Go through the data line by line and count the lines that hold "shirt". Reply with the total only.

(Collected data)
◆ ◆ ◆ ◆
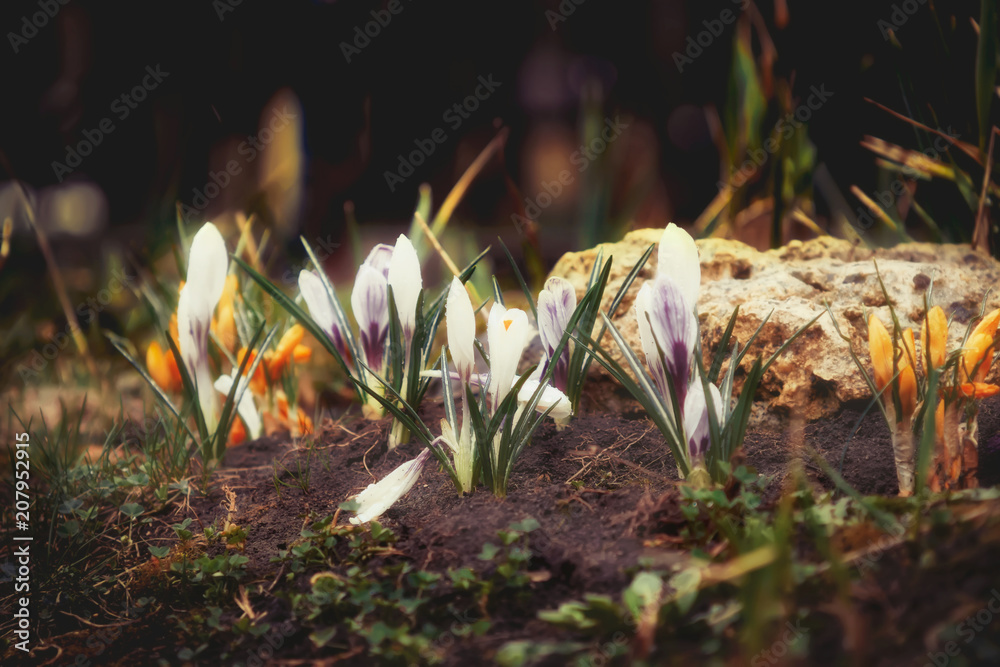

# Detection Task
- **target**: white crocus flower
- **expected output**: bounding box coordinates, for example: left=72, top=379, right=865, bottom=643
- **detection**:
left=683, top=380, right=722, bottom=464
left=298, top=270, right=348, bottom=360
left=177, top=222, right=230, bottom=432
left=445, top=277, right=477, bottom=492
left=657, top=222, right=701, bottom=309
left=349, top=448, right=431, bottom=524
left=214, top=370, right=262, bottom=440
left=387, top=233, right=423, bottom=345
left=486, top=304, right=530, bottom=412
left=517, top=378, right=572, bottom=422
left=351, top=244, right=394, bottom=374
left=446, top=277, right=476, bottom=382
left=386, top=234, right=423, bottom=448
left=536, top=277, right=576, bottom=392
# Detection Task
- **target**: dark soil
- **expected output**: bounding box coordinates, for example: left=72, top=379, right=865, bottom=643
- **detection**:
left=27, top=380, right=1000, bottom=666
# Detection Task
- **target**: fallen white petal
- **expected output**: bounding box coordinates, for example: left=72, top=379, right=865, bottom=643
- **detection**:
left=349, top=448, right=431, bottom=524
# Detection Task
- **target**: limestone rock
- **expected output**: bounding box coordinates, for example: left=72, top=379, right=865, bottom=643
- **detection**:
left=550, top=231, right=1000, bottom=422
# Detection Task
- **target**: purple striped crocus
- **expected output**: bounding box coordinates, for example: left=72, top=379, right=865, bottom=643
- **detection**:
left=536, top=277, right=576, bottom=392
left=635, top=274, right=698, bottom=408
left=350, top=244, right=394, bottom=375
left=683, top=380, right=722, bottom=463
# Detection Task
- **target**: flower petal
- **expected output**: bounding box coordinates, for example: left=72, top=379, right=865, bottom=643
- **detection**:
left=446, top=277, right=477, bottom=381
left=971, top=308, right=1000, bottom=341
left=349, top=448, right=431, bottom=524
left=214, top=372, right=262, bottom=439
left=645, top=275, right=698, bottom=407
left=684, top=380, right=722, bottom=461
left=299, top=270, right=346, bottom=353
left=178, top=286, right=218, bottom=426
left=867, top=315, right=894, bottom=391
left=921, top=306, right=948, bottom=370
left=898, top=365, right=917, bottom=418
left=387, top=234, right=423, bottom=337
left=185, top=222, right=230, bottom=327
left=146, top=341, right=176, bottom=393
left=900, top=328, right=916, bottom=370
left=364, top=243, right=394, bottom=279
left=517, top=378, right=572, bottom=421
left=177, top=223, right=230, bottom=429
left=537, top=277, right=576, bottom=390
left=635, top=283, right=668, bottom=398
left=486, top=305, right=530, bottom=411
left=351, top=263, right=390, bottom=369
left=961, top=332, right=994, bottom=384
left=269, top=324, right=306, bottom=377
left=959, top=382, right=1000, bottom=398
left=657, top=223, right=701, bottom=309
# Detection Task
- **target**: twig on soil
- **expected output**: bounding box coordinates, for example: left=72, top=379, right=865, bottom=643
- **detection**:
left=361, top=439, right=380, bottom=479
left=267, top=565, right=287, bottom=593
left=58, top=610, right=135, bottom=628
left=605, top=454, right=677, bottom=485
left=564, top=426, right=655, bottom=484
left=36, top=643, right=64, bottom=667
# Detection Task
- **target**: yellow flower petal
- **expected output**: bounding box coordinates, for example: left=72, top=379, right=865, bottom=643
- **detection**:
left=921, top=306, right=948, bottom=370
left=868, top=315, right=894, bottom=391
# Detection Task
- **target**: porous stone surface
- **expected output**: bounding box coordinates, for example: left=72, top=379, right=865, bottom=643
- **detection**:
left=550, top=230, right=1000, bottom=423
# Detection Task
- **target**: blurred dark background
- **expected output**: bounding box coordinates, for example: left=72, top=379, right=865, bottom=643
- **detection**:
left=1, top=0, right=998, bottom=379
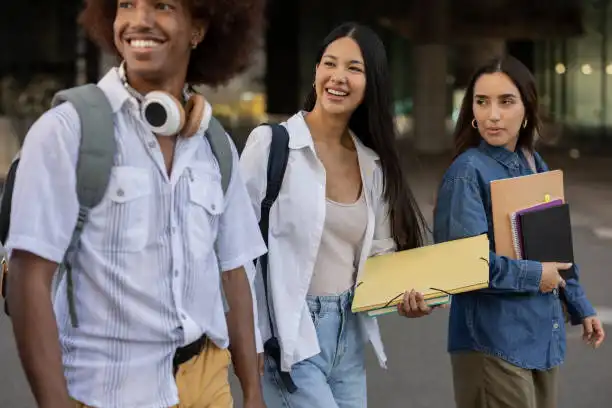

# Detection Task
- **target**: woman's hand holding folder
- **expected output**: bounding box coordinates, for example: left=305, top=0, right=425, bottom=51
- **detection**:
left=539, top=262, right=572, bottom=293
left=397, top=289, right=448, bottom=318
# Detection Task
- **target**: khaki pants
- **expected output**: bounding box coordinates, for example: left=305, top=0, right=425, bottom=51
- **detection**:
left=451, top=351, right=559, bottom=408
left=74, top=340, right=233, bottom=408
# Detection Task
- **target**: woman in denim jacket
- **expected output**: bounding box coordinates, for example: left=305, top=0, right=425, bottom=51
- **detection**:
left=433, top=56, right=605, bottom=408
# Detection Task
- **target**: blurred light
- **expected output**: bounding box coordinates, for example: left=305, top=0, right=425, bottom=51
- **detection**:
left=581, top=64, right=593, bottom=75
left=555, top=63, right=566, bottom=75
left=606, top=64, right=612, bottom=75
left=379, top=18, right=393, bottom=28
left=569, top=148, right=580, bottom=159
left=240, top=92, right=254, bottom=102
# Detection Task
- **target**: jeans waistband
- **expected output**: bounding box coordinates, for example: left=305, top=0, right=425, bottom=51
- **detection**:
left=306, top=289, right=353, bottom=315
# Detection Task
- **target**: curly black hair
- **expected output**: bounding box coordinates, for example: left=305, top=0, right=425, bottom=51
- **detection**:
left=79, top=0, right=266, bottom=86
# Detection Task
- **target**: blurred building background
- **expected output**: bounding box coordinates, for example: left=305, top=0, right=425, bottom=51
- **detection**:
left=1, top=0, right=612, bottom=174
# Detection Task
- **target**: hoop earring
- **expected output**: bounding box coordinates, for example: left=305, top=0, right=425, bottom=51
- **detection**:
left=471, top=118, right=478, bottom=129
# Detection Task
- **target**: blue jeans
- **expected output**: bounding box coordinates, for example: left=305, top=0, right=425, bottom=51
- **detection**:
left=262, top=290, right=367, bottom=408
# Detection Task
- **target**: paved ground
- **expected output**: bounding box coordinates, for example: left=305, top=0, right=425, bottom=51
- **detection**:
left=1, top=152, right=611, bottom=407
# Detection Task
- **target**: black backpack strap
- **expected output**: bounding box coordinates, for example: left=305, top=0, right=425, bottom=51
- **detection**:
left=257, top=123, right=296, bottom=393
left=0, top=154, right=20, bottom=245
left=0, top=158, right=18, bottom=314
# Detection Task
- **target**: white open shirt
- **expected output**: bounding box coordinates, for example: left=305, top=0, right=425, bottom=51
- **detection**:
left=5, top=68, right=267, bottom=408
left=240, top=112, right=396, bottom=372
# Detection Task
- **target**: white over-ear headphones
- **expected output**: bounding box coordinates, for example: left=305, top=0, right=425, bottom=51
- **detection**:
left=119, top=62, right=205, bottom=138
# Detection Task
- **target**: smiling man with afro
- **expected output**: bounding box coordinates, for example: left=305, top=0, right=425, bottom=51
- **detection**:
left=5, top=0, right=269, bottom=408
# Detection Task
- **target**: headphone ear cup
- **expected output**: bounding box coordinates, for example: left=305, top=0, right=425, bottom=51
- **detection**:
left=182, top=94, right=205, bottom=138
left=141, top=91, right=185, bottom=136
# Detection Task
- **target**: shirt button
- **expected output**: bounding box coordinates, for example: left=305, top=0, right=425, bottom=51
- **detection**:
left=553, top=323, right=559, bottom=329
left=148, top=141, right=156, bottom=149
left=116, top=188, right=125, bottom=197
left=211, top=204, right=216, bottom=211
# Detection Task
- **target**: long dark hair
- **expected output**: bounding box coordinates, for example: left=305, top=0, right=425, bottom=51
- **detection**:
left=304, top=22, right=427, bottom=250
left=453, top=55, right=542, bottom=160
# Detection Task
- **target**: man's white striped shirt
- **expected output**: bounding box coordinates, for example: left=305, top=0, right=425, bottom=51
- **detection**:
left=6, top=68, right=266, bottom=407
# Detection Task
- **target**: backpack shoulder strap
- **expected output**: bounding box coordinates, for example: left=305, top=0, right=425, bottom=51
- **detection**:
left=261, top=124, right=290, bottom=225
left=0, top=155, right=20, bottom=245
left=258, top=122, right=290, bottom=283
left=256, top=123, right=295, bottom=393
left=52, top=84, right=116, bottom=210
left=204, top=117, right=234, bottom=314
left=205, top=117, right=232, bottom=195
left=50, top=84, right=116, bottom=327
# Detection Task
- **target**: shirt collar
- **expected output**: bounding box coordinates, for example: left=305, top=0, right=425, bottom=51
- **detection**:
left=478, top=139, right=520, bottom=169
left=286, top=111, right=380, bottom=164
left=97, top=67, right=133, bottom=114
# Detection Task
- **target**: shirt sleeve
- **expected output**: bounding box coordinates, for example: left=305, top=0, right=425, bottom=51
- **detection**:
◆ ◆ ◆ ◆
[Worked solution]: 5